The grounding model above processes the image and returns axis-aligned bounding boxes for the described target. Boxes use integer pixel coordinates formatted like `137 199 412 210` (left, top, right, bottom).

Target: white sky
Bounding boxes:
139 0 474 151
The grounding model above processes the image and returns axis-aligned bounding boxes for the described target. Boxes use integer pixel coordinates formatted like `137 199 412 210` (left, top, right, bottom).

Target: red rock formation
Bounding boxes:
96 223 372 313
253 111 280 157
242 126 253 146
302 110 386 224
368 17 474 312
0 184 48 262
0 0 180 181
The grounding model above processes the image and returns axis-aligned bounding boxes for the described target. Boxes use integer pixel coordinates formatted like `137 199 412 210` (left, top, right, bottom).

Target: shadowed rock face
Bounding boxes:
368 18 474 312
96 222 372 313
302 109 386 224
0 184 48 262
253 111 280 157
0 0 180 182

==

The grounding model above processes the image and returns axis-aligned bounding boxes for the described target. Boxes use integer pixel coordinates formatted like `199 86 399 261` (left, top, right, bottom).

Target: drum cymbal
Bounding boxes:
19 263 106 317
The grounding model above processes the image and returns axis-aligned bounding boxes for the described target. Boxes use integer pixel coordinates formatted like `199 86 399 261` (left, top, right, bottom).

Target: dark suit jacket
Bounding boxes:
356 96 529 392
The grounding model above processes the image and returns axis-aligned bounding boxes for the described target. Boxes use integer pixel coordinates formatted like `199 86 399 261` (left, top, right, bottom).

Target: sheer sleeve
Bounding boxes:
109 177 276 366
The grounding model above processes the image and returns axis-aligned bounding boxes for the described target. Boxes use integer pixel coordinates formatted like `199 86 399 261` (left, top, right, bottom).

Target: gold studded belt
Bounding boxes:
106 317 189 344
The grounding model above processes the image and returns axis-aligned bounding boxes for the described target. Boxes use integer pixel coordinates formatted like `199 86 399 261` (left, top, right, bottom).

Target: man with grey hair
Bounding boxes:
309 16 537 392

...

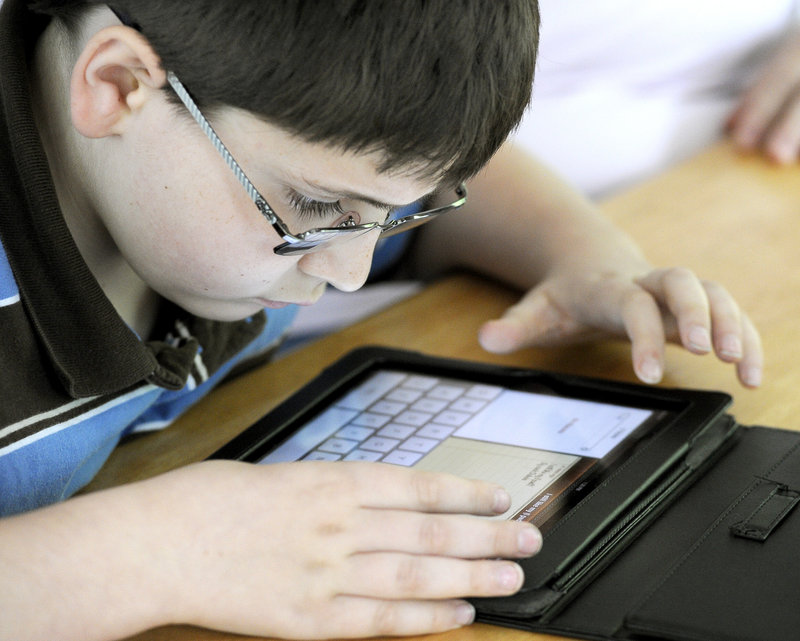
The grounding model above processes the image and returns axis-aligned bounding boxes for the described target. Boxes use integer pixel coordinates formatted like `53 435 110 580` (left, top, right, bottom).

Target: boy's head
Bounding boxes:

EXERCISE REQUIREMENTS: Pick out every line above that contains the word "rock" and copy each one in full.

WRITTEN RESPONSE:
Target: red rock formation
Target: shadowed rock face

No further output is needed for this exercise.